**Exercise requirements:**
Switch "ground cover" to "turf" in the data from the line with "[point] every instance of the grass" through the end of the data, and give back only those lines with nothing else altered.

**Records for the exercise:**
↓

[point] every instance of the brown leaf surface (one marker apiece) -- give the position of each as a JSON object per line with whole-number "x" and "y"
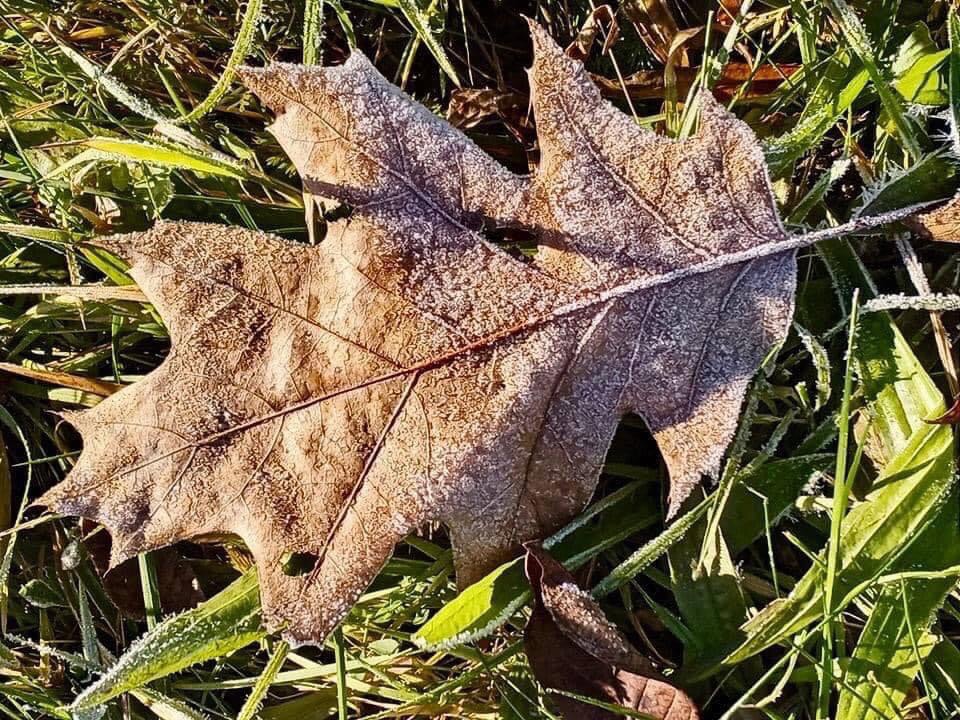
{"x": 942, "y": 224}
{"x": 572, "y": 647}
{"x": 326, "y": 401}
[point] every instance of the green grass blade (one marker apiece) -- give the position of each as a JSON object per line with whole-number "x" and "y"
{"x": 859, "y": 42}
{"x": 251, "y": 705}
{"x": 420, "y": 20}
{"x": 222, "y": 624}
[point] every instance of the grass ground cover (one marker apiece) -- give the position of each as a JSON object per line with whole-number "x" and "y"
{"x": 817, "y": 579}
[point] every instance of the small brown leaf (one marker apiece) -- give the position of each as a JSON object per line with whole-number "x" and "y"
{"x": 572, "y": 647}
{"x": 593, "y": 26}
{"x": 942, "y": 224}
{"x": 950, "y": 417}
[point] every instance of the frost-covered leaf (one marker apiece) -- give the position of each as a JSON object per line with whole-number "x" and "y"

↑

**Output of the exercise:**
[point] every instance of the grass turf (one marker apiece) -- give the position of each as a JSON object per line with whole-number "x" and "y"
{"x": 817, "y": 579}
[point] every instance of the small brown leaf (one marker apiece) -- give the position of each as a JSON object per line with whole-number "x" and "y"
{"x": 572, "y": 647}
{"x": 593, "y": 26}
{"x": 942, "y": 224}
{"x": 950, "y": 417}
[point] every instance of the frost-covered leaf (one marker apiece) -- give the position of each as a JSON object per line with whole-number "x" and "y"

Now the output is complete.